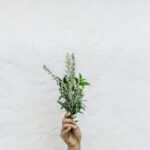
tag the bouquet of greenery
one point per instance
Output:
(70, 87)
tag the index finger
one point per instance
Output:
(67, 115)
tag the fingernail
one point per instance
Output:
(75, 127)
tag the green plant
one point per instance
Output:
(70, 87)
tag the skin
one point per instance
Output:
(70, 133)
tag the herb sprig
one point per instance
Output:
(70, 87)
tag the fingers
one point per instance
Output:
(67, 115)
(68, 120)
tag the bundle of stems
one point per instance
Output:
(70, 87)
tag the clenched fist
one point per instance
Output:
(70, 133)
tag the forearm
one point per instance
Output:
(76, 147)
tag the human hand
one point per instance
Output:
(70, 132)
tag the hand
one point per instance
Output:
(70, 132)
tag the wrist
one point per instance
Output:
(74, 147)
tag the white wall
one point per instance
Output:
(111, 41)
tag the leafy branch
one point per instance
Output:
(70, 87)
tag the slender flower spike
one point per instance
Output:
(70, 87)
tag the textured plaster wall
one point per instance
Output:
(111, 40)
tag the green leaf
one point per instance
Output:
(76, 79)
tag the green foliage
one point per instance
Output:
(70, 87)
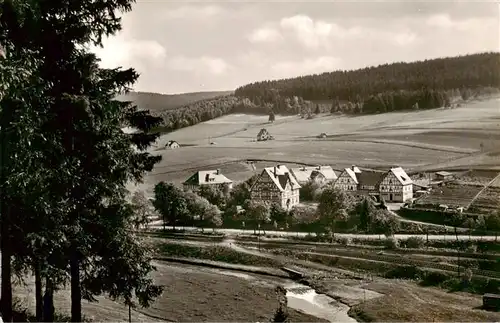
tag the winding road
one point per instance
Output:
(235, 232)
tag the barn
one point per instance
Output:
(171, 144)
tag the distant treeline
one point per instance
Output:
(417, 81)
(425, 84)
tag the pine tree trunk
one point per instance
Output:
(6, 252)
(48, 301)
(38, 292)
(76, 293)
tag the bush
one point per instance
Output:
(215, 253)
(414, 242)
(345, 241)
(391, 243)
(434, 278)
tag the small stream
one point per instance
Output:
(303, 298)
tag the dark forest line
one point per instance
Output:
(422, 85)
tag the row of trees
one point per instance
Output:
(209, 207)
(469, 71)
(425, 84)
(64, 209)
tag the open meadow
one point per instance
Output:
(461, 138)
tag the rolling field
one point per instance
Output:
(461, 138)
(192, 294)
(156, 102)
(451, 195)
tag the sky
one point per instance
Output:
(187, 46)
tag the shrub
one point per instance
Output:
(415, 242)
(343, 241)
(404, 272)
(391, 243)
(434, 278)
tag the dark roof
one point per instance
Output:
(207, 177)
(370, 178)
(263, 131)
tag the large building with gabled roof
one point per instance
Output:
(276, 185)
(207, 177)
(392, 186)
(320, 174)
(396, 186)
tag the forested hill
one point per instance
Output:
(387, 87)
(391, 87)
(156, 102)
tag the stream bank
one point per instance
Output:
(302, 295)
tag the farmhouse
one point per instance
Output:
(369, 183)
(276, 185)
(444, 176)
(171, 144)
(319, 174)
(347, 180)
(393, 186)
(207, 177)
(264, 135)
(396, 186)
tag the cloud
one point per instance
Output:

********************

### [TASK REQUIREMENTS]
Without the pictures, retype each line of the records above exactly.

### [SOLVED EXERCISE]
tag the bouquet of greenery
one point per instance
Output:
(70, 87)
tag the index finger
one point per instance
Output:
(67, 115)
tag the fingernail
one point per instance
Output:
(75, 127)
tag the green plant
one point per instance
Output:
(70, 87)
tag the skin
one point per instance
Output:
(70, 133)
tag the herb sprig
one point per instance
Output:
(70, 87)
tag the fingers
one point per instance
Output:
(67, 115)
(68, 120)
tag the bundle of stems
one point per instance
Output:
(70, 87)
tag the clenched fist
one point per instance
Output:
(70, 133)
tag the forearm
one point per instance
Output:
(76, 147)
tag the human hand
one point per instance
Output:
(70, 132)
tag the hand
one point per instance
Output:
(70, 132)
tag the wrist
one point per instance
Output:
(74, 147)
tag the white wall
one point per instance
Output:
(111, 41)
tag the leafy branch
one point per instance
Output:
(70, 87)
tag the slender flower spike
one point per instance
Output:
(70, 87)
tag the textured plaster wall
one point per instance
Output:
(111, 40)
tag the green leaf
one point per instance
Output:
(76, 79)
tag the green foliage
one point per instance
Output:
(70, 87)
tag the winding road
one point per instance
Output:
(235, 232)
tag the barn
one point per instance
Output:
(171, 144)
tag the distant treeline
one point per instance
Output:
(417, 81)
(425, 84)
tag the pine tree trunk
one point per instance
Output:
(6, 252)
(48, 301)
(38, 292)
(76, 293)
tag the bush
one point per instance
Output:
(215, 253)
(414, 242)
(345, 241)
(391, 243)
(434, 278)
tag the small stream
one point per instance
Output:
(303, 298)
tag the dark forest line
one point per instance
Output:
(422, 85)
tag the row of trees
one point per instance
Output:
(209, 207)
(469, 71)
(425, 84)
(64, 209)
tag the open meadow
one point per instance
Output:
(461, 138)
tag the rolling field
one point per instance
Output:
(461, 138)
(192, 294)
(156, 102)
(451, 195)
tag the sky
one point per instance
Output:
(187, 46)
tag the shrub
one point per instance
Output:
(415, 242)
(343, 241)
(404, 272)
(391, 243)
(434, 278)
tag the dark roof
one point per instance
Output:
(207, 177)
(370, 178)
(263, 131)
tag the large building with gabled roof
one point per instance
Output:
(276, 185)
(207, 177)
(392, 186)
(320, 174)
(396, 186)
tag the forested hill
one point per instance
Output:
(387, 87)
(391, 87)
(156, 102)
tag the stream bank
one point per instance
Output:
(302, 295)
tag the farmhouse
one point per instance
Output:
(369, 183)
(276, 185)
(444, 176)
(171, 144)
(319, 174)
(347, 180)
(393, 186)
(207, 177)
(264, 135)
(396, 186)
tag the cloud
one point per instance
Output:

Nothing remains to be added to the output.